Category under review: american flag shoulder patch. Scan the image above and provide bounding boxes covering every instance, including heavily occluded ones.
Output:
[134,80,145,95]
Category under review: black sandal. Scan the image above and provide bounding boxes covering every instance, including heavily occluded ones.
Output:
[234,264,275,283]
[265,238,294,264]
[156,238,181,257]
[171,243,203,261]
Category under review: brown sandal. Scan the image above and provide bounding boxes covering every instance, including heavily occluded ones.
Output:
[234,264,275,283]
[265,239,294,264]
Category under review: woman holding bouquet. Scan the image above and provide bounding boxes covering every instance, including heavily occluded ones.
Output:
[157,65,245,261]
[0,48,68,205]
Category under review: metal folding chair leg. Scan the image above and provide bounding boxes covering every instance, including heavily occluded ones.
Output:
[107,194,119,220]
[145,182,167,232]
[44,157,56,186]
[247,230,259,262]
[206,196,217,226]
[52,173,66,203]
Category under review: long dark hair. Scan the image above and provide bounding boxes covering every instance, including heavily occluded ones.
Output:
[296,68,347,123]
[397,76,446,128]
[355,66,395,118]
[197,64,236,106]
_ _ _ _ _
### The task:
Put every line of the data above into a JSON list of strings, one string per line, and leave out any blank lines.

### Exercise output:
[
  "Category under review: american flag shoulder patch. Scan the image above and provide bounding boxes covering every instance, including heavily occluded ones.",
  "Output:",
  "[134,80,145,95]",
  "Category under review: black sandal. Scan the image above and provide bounding boxes covering every instance, including heavily occluded ones.",
  "Output:",
  "[234,264,275,283]",
  "[265,238,294,264]",
  "[156,238,181,257]",
  "[171,243,203,261]",
  "Category under review: brown sandal. Scan the image above and provide bounding boxes covering every instance, including heavily occluded ones.",
  "Output:",
  "[234,264,275,283]",
  "[265,239,294,264]",
  "Category under review: woman holding bouquet. Scan the image above and provide bounding boxes covering every instance, including heavily occluded ones.",
  "Output:",
  "[157,65,245,261]",
  "[0,48,68,205]",
  "Category under review: metal folding chair leg. Scan the image above and provide bounding boxes covering every instance, including heavily occluded ones.",
  "Output:",
  "[107,194,119,220]",
  "[145,182,167,232]",
  "[44,157,56,186]",
  "[247,230,259,262]",
  "[206,196,217,226]",
  "[52,173,66,203]",
  "Category under review: long dark hair. Scan the image above and provide bounding boxes covering every instance, including heavily occluded ones.",
  "Output:",
  "[296,68,347,123]",
  "[397,76,446,128]",
  "[355,66,395,118]",
  "[197,64,236,106]"
]